Given task A: Translate this sentence from the passage on Lean and Agile into Spanish: "I believe the Agile Enterprise will progress faster and have a greater impact than the Lean Enterprise."

____

“The problem is not with the techniques. These work. The problem lies somewhere in the mindsets and behaviors of managers and employees. ”
–Jim Womack
What’s good for the goose must be good for the gander – right?
As more and more technology teams experience benefits with Agile ways of working, the Agile community and the organizations they serve are looking for the next frontier. Some have branded this as “Business Agility”. Others have coined it the “Agile Enterprise”. This is reminiscent of the leap from Lean Manufacturing to the “Lean Enterprise” in the 1990’s. A leap that’s still in mid-air with mixed results almost 30 years later.
The aspiration of both the Lean Enterprise and the Agile Enterprise is the diffusion of a way of thinking and working from one part of an organization to the rest of the organization and beyond. In the case of Lean, the diffusion spread to other industries like Healthcare. A 2017 State of Lean survey of Lean experts highlighted 3 findings:
- Lean is still viewed as a management fad
- Senior leaders don’t get it
- The discipline of PDCA learning is still a challenge
My simple acid test is: “Does your organization still have a Lean Improvement Office or Lean Center of Excellence?” If it does then you still have a very long road ahead of you.
Is the Agile Enterprise destined for the same fate? What can we learn from the lessons of the Lean Enterprise?
I believe the Agile Enterprise will progress faster and have a greater impact than the Lean Enterprise.
What’s the relationship between Lean and Agile?
Many years ago, I was a senior technology leader actively engaged in an Agile transformation. I was part of what our consultant Agile coaches called, an “Agile-Lean Transformation Team” or “ALTT” for short. At the time, I didn’t understand why it wasn’t just an “ATT”. What did Lean have to do with Agile?
I learned over time that Agile ways of working were deeply rooted and influenced by the Lean Thinking that came out of the Toyota Production System (TPS)
Lean’s prime directive is made up of 5 principles:
- Value
- Value Stream
- Flow
- Pull
- Perfection
Agile’s prime directive is the Agile Manifesto made up of 4 values and 12 principles.
If we examine the prime directives of both, we’ll see that Lean and Agile are joined at the proverbial hip.
- The Quest for “Why?”. Lean’s first principle is focused on Value. “Value” is anything the Customer would pay for. In fact, in the absence of Value, everything is “muda” or waste. The Agile Manifesto was borne out of frustration with the state of software development at the time. Features were wearily developed and delivered that were defective or never used. In a word, muda. There had to be a better way.
- Customer Obsessed. Lean’s Value Stream runs end-to-end horizontally across a business starting and ending with the paying Customer. Satisfying the Customer is Agile’s highest priority. The Customer is the center of the Lean and Agile universe.
- Role of Leaders. Lean viewed managers as “system builders” that worked respectfully and collaboratively with their staff on Gemba walks to fix and improve the flow of the system. Leaders in the Agile world provide the environment, support and trust that teams need to get the job done. Both implore management to resist the urge to push work onto people in favor of letting people pull work only when they’re ready.

____

Given task B: Print the entries below from their start up to and including the line that contains "60 L 256 69", without the pictures.

Entries from a dataset:
____

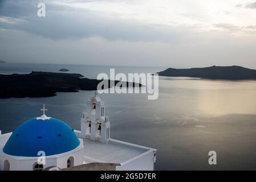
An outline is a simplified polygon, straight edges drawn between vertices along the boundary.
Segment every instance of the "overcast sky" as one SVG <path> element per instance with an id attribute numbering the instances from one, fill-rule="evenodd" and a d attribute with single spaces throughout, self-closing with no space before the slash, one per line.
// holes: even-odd
<path id="1" fill-rule="evenodd" d="M 0 0 L 0 60 L 256 69 L 256 0 Z"/>

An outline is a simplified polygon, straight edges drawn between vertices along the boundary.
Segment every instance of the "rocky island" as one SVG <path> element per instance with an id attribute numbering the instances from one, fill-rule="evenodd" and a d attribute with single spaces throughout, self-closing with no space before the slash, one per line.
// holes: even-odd
<path id="1" fill-rule="evenodd" d="M 76 73 L 32 72 L 24 75 L 0 75 L 0 98 L 50 97 L 56 96 L 58 92 L 96 90 L 101 81 Z M 109 82 L 109 88 L 110 81 L 104 81 Z M 115 81 L 115 85 L 118 82 Z M 142 85 L 133 82 L 132 86 Z"/>
<path id="2" fill-rule="evenodd" d="M 168 68 L 158 72 L 159 76 L 190 77 L 220 80 L 255 80 L 256 70 L 239 66 L 218 67 L 190 69 Z"/>
<path id="3" fill-rule="evenodd" d="M 59 72 L 68 72 L 70 71 L 68 69 L 67 69 L 67 68 L 62 68 L 60 70 L 59 70 Z"/>

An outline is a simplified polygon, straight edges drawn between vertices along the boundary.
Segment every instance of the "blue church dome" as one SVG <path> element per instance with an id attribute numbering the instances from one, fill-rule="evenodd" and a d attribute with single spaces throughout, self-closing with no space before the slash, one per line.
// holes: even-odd
<path id="1" fill-rule="evenodd" d="M 44 111 L 41 117 L 30 119 L 19 126 L 3 150 L 9 155 L 34 157 L 38 156 L 40 151 L 48 156 L 68 152 L 79 144 L 78 136 L 68 125 L 46 117 Z"/>

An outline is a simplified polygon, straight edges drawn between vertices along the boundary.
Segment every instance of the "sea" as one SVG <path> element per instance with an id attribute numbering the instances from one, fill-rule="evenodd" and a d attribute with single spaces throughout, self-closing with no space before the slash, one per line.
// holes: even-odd
<path id="1" fill-rule="evenodd" d="M 32 71 L 80 73 L 154 73 L 167 68 L 0 63 L 0 74 Z M 1 88 L 1 85 L 0 85 Z M 0 99 L 0 130 L 11 132 L 27 119 L 47 115 L 80 130 L 86 101 L 94 91 L 58 93 L 41 98 Z M 256 81 L 159 77 L 159 96 L 105 93 L 112 138 L 157 149 L 156 170 L 255 170 Z M 209 152 L 217 154 L 210 165 Z"/>

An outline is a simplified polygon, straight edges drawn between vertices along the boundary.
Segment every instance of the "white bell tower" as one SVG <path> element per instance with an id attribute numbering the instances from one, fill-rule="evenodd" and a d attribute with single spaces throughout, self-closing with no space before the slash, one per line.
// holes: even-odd
<path id="1" fill-rule="evenodd" d="M 83 113 L 80 137 L 107 143 L 109 136 L 110 122 L 105 115 L 104 102 L 95 92 L 94 97 L 87 101 L 86 111 Z"/>

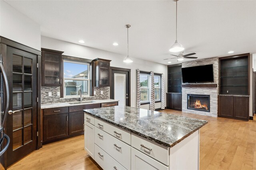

____

Expected output A: Creo que la Empresa Ágil avanzará más rápido y tendrá un mayor impacto que la Empresa Lean.

Expected output B:
An outline is a simplified polygon, straight edges drawn between vertices along the boundary.
Segment every instance of the "overcast sky" as one SVG <path> element per instance with an id attribute numbering the instances from one, fill-rule="evenodd" and a d attribute with single spaces throughout, self-closing with no space before the slash, one per line.
// holes: even-odd
<path id="1" fill-rule="evenodd" d="M 0 0 L 0 60 L 256 69 L 256 0 Z"/>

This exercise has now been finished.